## Extract
** Start **
Golf's great Olympic divide

A little more than three months before the opening ceremony of the Summer Olympics in Rio de Janeiro, there is a major difference between how the world's top male golfers are approaching their sport's return to the Games after 112 years and how the world's top female golfers are approaching the event.

An enthusiasm gap exists, to say the least. At the end of a month in which two highly ranked men, including a total of four male major champions took themselves out of Olympic consideration, you could argue it's more of a gulf than a gap.

Adam Scott, who is ranked seventh in the world and is the current FedEx Cup standings leader on the PGA Tour, Louis Oosthuizen (No. 13), Hall of Famer Vijay Singh and former Masters champion Charl Schwartzel (No. 20) said they would not be part of the 60-man field for which they were very likely to qualify.
** End **
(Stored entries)
** Start **
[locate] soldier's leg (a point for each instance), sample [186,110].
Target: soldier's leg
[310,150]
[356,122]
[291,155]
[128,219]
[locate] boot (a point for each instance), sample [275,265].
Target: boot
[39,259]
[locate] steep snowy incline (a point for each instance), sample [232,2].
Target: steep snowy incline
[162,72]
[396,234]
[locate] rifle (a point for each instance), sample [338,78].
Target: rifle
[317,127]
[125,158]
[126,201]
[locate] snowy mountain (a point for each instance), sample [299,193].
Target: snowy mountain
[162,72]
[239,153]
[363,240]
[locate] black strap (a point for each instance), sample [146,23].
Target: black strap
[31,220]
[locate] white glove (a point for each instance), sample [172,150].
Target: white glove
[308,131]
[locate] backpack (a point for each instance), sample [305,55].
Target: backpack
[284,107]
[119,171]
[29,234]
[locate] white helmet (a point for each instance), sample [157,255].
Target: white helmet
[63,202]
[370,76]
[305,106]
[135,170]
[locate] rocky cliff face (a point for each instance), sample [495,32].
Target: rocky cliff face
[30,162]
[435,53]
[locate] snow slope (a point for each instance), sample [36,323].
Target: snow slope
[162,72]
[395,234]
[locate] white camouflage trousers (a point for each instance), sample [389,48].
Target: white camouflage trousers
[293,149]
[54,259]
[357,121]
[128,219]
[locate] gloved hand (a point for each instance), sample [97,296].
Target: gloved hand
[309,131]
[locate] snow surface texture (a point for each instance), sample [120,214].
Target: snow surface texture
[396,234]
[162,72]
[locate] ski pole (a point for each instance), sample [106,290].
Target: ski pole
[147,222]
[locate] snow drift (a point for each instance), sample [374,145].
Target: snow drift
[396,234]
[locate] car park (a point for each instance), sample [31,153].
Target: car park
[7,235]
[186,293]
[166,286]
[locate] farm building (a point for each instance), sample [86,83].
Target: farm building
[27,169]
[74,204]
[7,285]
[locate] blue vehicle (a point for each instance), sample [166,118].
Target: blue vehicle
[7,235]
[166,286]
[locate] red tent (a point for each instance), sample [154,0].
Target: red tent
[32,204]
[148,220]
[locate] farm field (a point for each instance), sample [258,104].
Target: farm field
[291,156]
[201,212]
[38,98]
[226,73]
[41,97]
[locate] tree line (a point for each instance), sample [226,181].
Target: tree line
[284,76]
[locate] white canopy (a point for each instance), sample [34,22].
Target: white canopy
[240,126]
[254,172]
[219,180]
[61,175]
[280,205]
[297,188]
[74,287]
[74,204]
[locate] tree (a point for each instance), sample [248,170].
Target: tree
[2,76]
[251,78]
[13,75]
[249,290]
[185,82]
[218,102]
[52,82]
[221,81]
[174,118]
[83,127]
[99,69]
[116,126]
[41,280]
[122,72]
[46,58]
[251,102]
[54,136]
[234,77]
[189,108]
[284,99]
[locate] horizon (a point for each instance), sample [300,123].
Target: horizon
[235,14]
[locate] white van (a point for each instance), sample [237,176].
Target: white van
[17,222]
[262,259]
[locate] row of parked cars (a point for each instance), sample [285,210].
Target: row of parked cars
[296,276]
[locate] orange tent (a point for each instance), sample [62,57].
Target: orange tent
** End **
## Required work
A) Render this sentence from the Olympic golf article into Spanish: "An enthusiasm gap exists, to say the least."
B) Extract the passage of the Olympic golf article between "Golf's great Olympic" and "than a gap.", inclusive.

## Final results
A) Existe una brecha de entusiasmo, por decir lo menos.

B)
Golf's great Olympic divide

A little more than three months before the opening ceremony of the Summer Olympics in Rio de Janeiro, there is a major difference between how the world's top male golfers are approaching their sport's return to the Games after 112 years and how the world's top female golfers are approaching the event.

An enthusiasm gap exists, to say the least. At the end of a month in which two highly ranked men, including a total of four male major champions took themselves out of Olympic consideration, you could argue it's more of a gulf than a gap.